- **Problem details**
Reproduce each of the rows below word for word, with every character unchanged.

- **Data rows**
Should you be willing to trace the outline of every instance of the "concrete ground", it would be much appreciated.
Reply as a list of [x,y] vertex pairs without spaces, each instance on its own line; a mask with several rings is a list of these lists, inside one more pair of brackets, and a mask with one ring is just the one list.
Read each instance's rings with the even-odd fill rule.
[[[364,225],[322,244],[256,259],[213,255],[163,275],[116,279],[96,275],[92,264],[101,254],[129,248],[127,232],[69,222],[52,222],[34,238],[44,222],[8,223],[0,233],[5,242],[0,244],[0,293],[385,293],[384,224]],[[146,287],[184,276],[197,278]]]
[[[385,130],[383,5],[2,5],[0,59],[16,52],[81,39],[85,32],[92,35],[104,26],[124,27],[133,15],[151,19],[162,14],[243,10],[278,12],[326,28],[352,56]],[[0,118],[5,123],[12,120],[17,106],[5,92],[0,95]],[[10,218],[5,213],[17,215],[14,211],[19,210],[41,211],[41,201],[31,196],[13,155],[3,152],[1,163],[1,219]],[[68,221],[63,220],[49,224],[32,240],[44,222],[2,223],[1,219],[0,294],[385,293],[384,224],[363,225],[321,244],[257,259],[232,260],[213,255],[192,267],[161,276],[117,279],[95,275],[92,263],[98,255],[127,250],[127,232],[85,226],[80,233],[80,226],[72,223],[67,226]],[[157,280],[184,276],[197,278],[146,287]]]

- **Reply**
Should you be willing to trace the outline of every instance of the "concrete ground", it would be much appreciated.
Reply as a list of [x,y] vertex pairs without spaces, each instance on its own line; a mask with several rings is a list of these lists, inside one more pair of brackets, and a mask with one ring is just the one list.
Read each instance's rings with the even-odd fill rule.
[[[364,225],[322,244],[256,259],[213,255],[163,275],[116,279],[96,275],[92,264],[101,254],[129,248],[127,232],[69,222],[52,222],[34,238],[44,222],[8,223],[0,233],[5,242],[0,244],[0,293],[385,293],[384,224]],[[146,287],[184,276],[197,278]]]
[[[385,130],[383,5],[2,5],[0,59],[16,52],[81,39],[85,32],[92,35],[104,26],[124,27],[133,15],[151,19],[162,14],[243,10],[278,12],[326,28],[352,56]],[[0,118],[5,123],[12,120],[17,106],[5,92],[0,95]],[[10,218],[5,213],[17,215],[14,211],[19,210],[41,211],[41,201],[31,196],[13,155],[3,152],[1,163],[1,219]],[[68,221],[63,220],[49,224],[32,240],[44,222],[2,223],[1,219],[0,294],[385,293],[384,224],[363,225],[321,244],[257,259],[232,260],[213,255],[192,267],[161,276],[117,279],[95,275],[92,263],[98,255],[127,250],[127,232],[85,226],[80,233],[80,226],[72,223],[67,226]],[[157,280],[184,276],[197,278],[146,287]]]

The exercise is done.